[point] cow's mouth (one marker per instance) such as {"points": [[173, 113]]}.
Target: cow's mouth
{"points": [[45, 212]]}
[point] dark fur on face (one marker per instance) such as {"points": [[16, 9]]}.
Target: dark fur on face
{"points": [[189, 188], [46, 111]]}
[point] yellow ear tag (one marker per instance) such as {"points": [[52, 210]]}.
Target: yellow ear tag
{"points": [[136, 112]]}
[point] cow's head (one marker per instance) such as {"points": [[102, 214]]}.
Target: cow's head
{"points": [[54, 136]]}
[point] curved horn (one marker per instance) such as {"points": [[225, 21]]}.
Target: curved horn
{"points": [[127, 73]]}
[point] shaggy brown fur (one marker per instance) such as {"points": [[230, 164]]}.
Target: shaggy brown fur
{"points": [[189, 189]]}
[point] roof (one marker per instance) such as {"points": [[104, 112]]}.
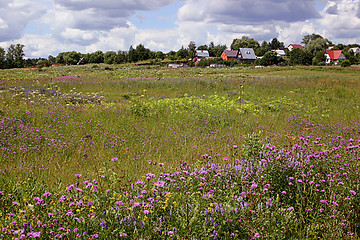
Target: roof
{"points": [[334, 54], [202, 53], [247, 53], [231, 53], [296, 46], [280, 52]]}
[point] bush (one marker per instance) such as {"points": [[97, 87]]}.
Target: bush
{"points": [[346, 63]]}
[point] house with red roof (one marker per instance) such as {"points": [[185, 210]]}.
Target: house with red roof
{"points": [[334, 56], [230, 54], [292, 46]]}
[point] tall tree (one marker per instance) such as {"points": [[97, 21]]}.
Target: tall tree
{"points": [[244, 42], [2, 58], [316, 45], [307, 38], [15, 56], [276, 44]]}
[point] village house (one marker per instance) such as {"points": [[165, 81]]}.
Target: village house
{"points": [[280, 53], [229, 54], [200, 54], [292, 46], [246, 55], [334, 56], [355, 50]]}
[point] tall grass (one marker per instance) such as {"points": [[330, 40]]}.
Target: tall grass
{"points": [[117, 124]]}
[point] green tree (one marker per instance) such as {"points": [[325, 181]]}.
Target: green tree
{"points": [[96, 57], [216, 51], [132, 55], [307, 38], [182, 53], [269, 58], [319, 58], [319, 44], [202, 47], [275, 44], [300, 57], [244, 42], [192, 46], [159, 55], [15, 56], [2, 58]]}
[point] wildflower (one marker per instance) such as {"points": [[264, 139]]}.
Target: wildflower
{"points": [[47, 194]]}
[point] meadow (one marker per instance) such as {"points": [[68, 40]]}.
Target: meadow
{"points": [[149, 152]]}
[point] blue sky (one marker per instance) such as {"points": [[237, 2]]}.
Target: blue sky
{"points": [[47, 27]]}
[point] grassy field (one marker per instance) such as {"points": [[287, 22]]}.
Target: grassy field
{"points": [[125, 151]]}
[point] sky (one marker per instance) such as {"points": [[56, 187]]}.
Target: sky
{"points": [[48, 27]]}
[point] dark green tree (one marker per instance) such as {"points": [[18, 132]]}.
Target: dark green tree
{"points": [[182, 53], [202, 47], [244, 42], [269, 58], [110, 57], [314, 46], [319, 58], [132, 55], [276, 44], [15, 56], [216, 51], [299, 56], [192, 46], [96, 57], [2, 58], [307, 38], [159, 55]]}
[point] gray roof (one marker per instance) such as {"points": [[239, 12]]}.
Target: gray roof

* * *

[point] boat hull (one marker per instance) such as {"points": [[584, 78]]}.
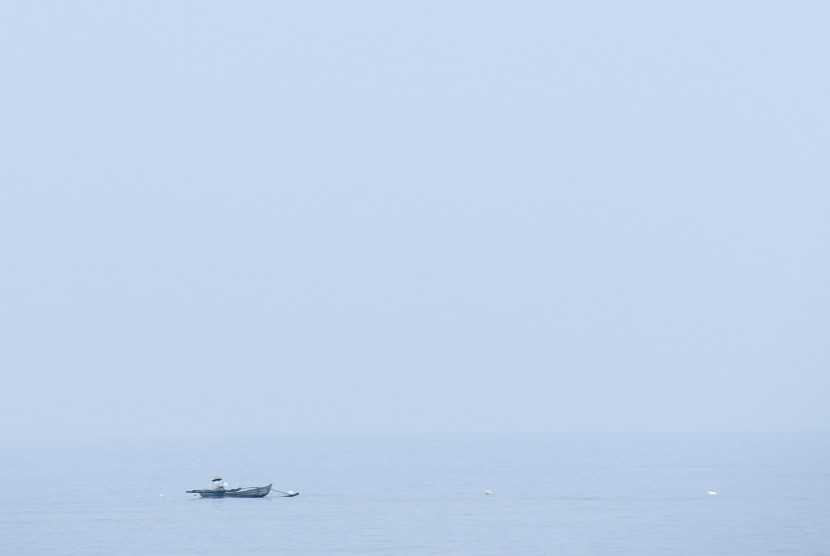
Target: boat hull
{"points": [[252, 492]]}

---

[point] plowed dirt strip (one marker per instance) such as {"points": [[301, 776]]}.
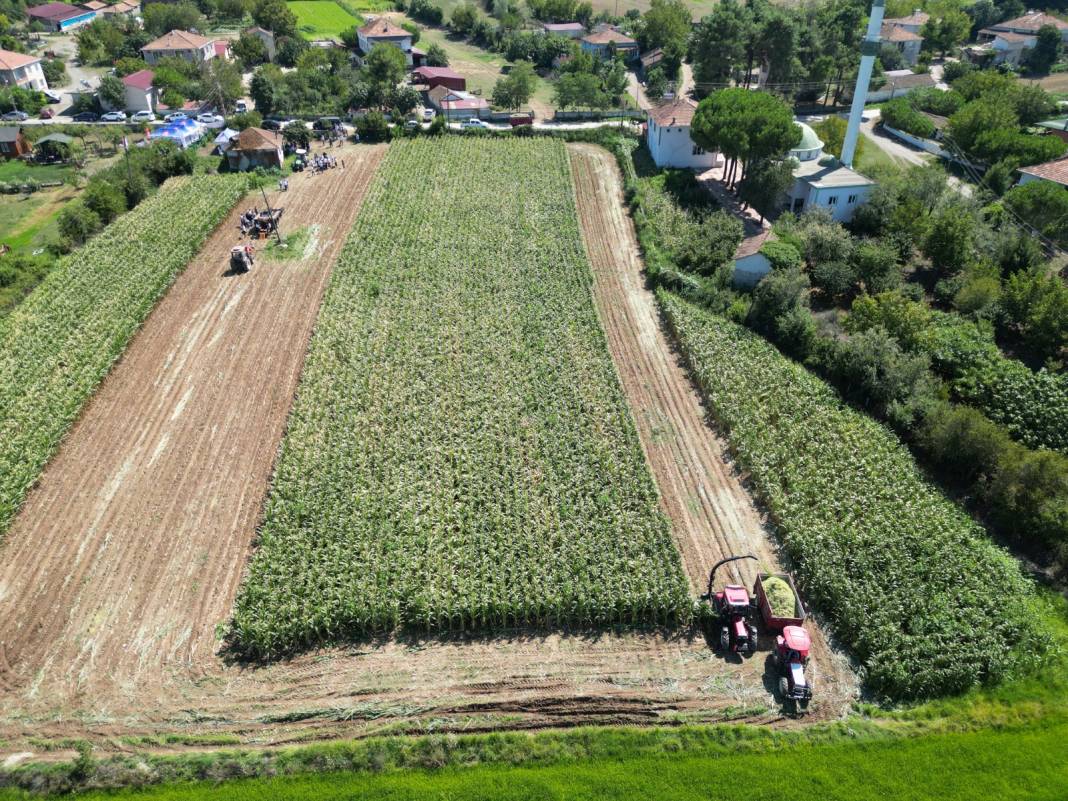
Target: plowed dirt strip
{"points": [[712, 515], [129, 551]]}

What is asked: Repeat word for word everything from the line containing "[point] gray roof" down to the line containing "Target: gray roof", including both of those lines.

Exercise answer:
[point] gray roof (one marker per instance) such as {"points": [[239, 12]]}.
Target: gray roof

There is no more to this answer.